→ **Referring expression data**
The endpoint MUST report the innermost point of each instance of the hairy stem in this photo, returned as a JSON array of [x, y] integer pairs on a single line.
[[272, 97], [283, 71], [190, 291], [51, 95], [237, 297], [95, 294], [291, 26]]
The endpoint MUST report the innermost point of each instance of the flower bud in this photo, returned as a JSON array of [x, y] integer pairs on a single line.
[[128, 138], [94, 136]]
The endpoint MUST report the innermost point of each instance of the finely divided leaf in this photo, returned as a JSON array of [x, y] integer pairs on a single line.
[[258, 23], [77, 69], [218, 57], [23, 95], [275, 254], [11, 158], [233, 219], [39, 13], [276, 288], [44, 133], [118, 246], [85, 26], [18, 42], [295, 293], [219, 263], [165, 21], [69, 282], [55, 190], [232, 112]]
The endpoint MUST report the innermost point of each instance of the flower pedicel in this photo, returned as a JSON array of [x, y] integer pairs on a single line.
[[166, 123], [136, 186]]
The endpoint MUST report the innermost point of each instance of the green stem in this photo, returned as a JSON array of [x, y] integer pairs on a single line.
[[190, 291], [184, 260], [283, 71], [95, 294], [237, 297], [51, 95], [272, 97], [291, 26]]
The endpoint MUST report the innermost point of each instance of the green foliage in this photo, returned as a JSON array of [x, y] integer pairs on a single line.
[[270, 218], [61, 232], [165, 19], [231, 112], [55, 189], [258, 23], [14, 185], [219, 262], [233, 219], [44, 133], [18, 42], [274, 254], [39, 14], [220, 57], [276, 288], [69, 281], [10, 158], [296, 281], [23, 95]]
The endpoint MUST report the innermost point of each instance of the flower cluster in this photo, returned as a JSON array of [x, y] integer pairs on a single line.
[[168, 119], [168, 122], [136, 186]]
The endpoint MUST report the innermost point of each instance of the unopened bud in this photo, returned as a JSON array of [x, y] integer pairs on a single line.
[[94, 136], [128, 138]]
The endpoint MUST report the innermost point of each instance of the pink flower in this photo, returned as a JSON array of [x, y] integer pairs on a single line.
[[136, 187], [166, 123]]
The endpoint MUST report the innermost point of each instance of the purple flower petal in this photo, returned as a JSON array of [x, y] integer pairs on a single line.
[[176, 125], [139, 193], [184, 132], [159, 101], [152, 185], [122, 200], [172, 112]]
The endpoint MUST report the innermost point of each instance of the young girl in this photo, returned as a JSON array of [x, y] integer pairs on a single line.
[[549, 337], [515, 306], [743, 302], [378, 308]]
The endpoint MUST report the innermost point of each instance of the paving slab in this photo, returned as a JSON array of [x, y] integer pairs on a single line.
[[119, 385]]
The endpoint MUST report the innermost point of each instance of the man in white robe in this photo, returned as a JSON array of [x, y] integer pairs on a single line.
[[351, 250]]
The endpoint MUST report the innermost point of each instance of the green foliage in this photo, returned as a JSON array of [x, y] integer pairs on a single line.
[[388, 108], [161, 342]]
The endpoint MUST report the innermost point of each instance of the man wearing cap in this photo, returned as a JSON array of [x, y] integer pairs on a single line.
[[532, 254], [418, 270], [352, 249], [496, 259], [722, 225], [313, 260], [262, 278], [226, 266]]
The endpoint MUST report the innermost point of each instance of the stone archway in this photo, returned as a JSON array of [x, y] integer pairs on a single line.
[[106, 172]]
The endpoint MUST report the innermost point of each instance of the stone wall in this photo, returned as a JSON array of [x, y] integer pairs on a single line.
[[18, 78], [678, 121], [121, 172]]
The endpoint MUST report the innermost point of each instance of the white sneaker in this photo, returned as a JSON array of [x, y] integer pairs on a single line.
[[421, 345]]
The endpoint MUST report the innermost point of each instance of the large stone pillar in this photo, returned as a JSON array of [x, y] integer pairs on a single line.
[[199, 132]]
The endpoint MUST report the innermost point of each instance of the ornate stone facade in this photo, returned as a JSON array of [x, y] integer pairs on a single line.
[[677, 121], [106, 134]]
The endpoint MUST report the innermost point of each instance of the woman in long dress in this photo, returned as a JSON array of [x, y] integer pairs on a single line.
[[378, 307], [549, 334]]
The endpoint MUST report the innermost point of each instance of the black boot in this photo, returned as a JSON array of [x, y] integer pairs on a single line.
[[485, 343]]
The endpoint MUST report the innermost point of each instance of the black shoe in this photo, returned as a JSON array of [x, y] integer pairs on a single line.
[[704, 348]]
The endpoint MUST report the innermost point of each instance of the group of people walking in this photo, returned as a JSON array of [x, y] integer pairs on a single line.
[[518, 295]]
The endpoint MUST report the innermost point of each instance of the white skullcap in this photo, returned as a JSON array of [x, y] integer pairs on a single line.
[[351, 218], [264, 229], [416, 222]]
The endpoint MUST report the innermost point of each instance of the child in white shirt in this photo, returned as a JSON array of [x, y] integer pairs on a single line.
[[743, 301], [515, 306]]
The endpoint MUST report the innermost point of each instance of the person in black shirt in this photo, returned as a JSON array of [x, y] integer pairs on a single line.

→ **Activity**
A faithful copy of every record is required; output it in full.

→ **Result**
The endpoint MUST report the innermost point of each instance of the hairy stem in this photo, returned as a JSON array of [x, y] integer pairs on a single line.
[[272, 97], [283, 71], [190, 291], [51, 95], [237, 297], [95, 294], [291, 26]]
The endpoint MUST report the innermost point of each instance of the flower bud in this photo, returned as a JSON array of [x, y] integer pairs on a single line.
[[128, 138], [94, 136]]
The endpoint MUST report the innermost point of each instance of the finely divided leaf in this photo, returned as a JSON array of [x, y] integer pairs on a single line.
[[258, 23], [77, 69], [218, 57], [23, 95], [275, 254], [11, 158], [233, 219], [39, 13], [276, 288], [44, 133], [118, 246], [85, 26], [18, 42], [295, 293], [219, 263], [165, 21], [69, 282], [55, 190], [232, 112]]
The endpoint MUST report the innermost point of each instance of the flower pedicel in this photo, returned as a JSON array of [x, y] integer pairs on a single line.
[[166, 123], [136, 186]]
The endpoint MUST report the innermost point of each instance of the green stem in this photo, returned as a JSON array of [x, y] integer pairs on a single line.
[[190, 291], [184, 260], [283, 71], [95, 294], [237, 297], [51, 95], [272, 97], [291, 26]]
The endpoint MUST report the innermost point of each instance of the green foliage in this photo, returned as a JSON array of [x, y] integer pairs on a single line.
[[270, 218], [61, 232], [165, 19], [231, 112], [55, 189], [258, 23], [14, 185], [219, 262], [233, 219], [44, 133], [18, 42], [274, 254], [39, 14], [220, 57], [276, 288], [69, 281], [10, 158], [296, 281], [23, 95]]
The endpoint MUST report the innermost point of each instance of the flower cluster in this photo, returned as a JSON array of [x, y] integer pairs on a single line.
[[168, 119], [168, 122], [136, 186]]
The endpoint MUST report the innermost point of each instance of the unopened bud in this photo, returned as a JSON array of [x, y] integer pairs on a single line.
[[94, 136], [128, 138]]
The endpoint MUST report the innermost point of each instance of the pink flower in this photo, returned as a JSON array of [x, y] integer pairs on a single line.
[[136, 187], [166, 123]]
The endpoint MUST report the innermost point of each instance of the purple flower petal in this photo, returned as a JSON array of [x, y] integer pairs on a single line.
[[176, 125], [139, 193], [184, 132], [159, 101], [152, 185], [122, 200], [172, 112]]
The endpoint MUST report the innermost point of each instance of the young girl in this photo, returned as a JSON array of [x, y] integer pairs on a single line.
[[549, 337], [515, 306], [743, 302], [378, 308]]
The endpoint MUST report the innermost point of each instance of the paving slab in this photo, returned as a JSON array of [x, y] integer pairs on a single line.
[[119, 385]]
The endpoint MUST report the innermost point of each instance of the man in white robe in this photo, returned as a JSON array of [x, y] integer pairs on a single line.
[[351, 250]]
The endpoint MUST report the innermost point of each instance of the green foliage in this photo, returned as a JSON array of [x, y] integer pairs on a single line.
[[388, 108], [161, 342]]
The endpoint MUST report the innermost point of each instance of the man wearing cap in this photo, returned as a JSON array of [x, y] integer pairs on a single line.
[[532, 254], [418, 270], [352, 249], [496, 259], [722, 225], [313, 260], [262, 278], [226, 266]]
The endpoint MUST report the innermost point of each instance of the stone archway in this photo, returned as a JSON array of [x, y] integer pairs on a single line.
[[106, 172]]
The endpoint MUST report the innermost point of each instance of the stone wall in this photo, returned as a JSON array of [x, y] integer pairs on a single line.
[[18, 78], [678, 121], [121, 172]]
The endpoint MUST report the innermost point of each instance of the white sneaker in this photo, returned as a JSON array of [x, y] integer pairs on a single line.
[[421, 345]]
The endpoint MUST report the innermost point of each instance of the large stone pillar in this photo, returned as a JSON array of [x, y] integer pairs on a single line.
[[199, 132]]
The endpoint MUST report the innermost point of each instance of the ornate stone facade in this photo, returned as a JSON array of [x, y] integer pairs on a single line.
[[677, 121], [106, 134]]
The endpoint MUST report the innermost point of each instance of the woman in long dress in this photo, returned as a JSON array of [x, y] integer pairs on a single line.
[[378, 307], [549, 334]]
The endpoint MUST report the innermost point of each instance of the black boot in this photo, returned as a JSON array of [x, y] integer pairs on a single line.
[[485, 343]]
The endpoint MUST report the innermost point of each instance of the black shoe in this photo, returned as a JSON array of [x, y] integer pairs on a single line.
[[704, 348]]
The endpoint MUST report the innermost point of each instance of the group of people walking in this photo, returned as a JSON array of [x, y] integer pairs on a single line.
[[518, 295]]
The endpoint MUST report the innermost point of each instance of the white skullcap in this photo, returned as a JSON array of [x, y] integer pairs on a single line.
[[351, 218], [264, 229], [416, 222]]
The endpoint MUST report the innermost point of each instance of the child in white shirt in this photo, returned as a JSON array of [x, y] integer pairs on a single line.
[[743, 301], [515, 306]]
The endpoint MUST report the innermost point of each instance of the person in black shirt in this photo, returned as a JSON array of [x, y] integer pairs on a single line.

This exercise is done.